(Sumber):
Banten, Nusantara Bicara – Charlie Chandra, ahli waris tanah seluas 8,7 hektare di Desa Lemo, Kecamatan Teluknaga, Kabupaten Tangerang, mendatangi Polda Banten pada Selasa (29/4/2025).
Kehadirannya merupakan tindak lanjut dari pemanggilan kedua sebagai tersangka korban kriminalisasi dalam dugaan kasus pemalsuan surat yang berkaitan dengan lahan yang kini menjadi bagian dari kawasan Pantai Indah Kapuk (PIK) 2.
Charlie datang bersama tim kuasa hukumnya dari Lembaga Bantuan Hukum dan Advokasi Publik (LBHAP) PP Muhammadiyah, suasana sempat memanas ketika Charlie Chandra dan rombongan kuasa hukumnya beserta massa simpatisan pendukung Charlie Chandra ditahan ketika hendak memasuki markas Polda Banten, namun suasana segera mereda setelah hanya beberapa orang saja yang diperbolehkan untuk masuk ke dalam Polda Banten.

(Tugas 1):
Ubahlah baris-baris data mulai dari baris yang memuat "Please indicate the white" sampai akhir data, termasuk kedua ujungnya, menjadi tabel Markdown dengan kolom No. dan Teks, tanpa menyertakan baris kosong.
Berita ini dan baris-baris data sesudahnya adalah bahan yang terpisah satu sama lain.

(Data Latihan):
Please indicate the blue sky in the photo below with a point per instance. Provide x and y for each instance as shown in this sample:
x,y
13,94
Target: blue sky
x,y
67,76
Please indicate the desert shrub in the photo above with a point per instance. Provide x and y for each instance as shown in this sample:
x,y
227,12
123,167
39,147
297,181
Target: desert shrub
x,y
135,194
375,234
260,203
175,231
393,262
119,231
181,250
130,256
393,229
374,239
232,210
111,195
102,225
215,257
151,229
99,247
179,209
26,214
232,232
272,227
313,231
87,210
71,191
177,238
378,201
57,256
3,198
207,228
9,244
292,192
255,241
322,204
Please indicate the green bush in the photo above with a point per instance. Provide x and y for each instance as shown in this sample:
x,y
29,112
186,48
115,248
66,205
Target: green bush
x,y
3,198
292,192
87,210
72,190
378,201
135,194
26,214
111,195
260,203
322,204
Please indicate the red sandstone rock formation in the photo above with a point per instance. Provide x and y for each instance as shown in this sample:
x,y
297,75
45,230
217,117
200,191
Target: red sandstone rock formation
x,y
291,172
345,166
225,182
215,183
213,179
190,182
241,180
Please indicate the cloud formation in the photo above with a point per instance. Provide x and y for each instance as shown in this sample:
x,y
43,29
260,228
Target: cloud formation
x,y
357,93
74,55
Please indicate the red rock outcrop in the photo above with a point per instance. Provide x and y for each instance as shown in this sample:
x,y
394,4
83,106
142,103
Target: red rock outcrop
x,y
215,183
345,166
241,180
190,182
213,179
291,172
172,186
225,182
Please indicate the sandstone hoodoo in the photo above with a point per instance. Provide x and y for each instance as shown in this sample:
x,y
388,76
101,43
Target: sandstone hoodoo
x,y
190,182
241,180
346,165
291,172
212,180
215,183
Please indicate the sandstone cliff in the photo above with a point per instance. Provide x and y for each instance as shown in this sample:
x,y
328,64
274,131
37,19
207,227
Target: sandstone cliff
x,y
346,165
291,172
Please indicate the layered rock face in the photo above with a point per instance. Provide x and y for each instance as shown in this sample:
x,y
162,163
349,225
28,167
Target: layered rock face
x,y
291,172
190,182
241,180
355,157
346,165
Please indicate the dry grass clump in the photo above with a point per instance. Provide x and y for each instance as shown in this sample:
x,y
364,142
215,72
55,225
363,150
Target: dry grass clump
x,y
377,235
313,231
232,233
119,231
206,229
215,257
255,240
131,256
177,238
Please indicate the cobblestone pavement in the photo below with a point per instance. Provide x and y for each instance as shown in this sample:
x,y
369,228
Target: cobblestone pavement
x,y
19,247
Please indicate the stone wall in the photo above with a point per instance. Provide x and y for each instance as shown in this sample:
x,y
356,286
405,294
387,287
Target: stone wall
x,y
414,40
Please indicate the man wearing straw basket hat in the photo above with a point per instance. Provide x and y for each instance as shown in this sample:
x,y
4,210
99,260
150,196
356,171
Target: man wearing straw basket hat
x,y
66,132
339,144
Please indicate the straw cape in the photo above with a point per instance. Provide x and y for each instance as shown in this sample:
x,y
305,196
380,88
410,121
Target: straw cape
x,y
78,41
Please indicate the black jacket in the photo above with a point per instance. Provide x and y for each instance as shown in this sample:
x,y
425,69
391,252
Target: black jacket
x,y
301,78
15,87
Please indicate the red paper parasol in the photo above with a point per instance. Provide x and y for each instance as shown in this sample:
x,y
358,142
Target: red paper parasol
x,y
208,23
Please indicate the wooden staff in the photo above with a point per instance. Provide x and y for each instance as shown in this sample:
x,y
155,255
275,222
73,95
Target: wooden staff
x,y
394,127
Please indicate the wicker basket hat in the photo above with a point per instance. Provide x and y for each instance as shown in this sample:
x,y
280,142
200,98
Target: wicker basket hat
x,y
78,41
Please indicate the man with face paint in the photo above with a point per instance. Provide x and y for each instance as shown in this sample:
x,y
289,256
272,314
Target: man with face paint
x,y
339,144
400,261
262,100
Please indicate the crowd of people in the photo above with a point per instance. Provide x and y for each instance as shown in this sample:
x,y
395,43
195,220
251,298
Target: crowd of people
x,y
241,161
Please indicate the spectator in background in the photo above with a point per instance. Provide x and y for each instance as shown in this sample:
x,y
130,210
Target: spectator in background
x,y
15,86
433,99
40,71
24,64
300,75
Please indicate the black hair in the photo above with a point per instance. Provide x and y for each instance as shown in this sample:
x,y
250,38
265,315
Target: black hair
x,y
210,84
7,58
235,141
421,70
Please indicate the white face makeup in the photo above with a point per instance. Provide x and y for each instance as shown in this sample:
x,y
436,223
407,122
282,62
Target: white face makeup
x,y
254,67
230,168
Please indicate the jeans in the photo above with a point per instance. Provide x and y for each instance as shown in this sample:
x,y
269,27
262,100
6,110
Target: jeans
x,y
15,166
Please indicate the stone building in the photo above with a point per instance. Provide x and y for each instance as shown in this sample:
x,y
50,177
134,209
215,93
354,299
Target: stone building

(Tugas 2):
Menurut berita tersebut, dari lembaga mana tim kuasa hukum yang mendampingi Charlie Chandra berasal?

(Jawaban Benar 1):
| No. | Teks |
|---|---|
| 1 | Please indicate the white face makeup in the photo above with a point per instance. Provide x and y for each instance as shown in this sample: |
| 2 | x,y |
| 3 | 436,223 |
| 4 | 407,122 |
| 5 | 282,62 |
| 6 | Target: white face makeup |
| 7 | x,y |
| 8 | 254,67 |
| 9 | 230,168 |
| 10 | Please indicate the jeans in the photo above with a point per instance. Provide x and y for each instance as shown in this sample: |
| 11 | x,y |
| 12 | 269,27 |
| 13 | 262,100 |
| 14 | 6,110 |
| 15 | Target: jeans |
| 16 | x,y |
| 17 | 15,166 |
| 18 | Please indicate the stone building in the photo above with a point per instance. Provide x and y for each instance as shown in this sample: |
| 19 | x,y |
| 20 | 50,177 |
| 21 | 134,209 |
| 22 | 215,93 |
| 23 | 354,299 |
| 24 | Target: stone building |

(Jawaban Benar 2):
Dari Lembaga Bantuan Hukum dan Advokasi Publik (LBHAP) PP Muhammadiyah.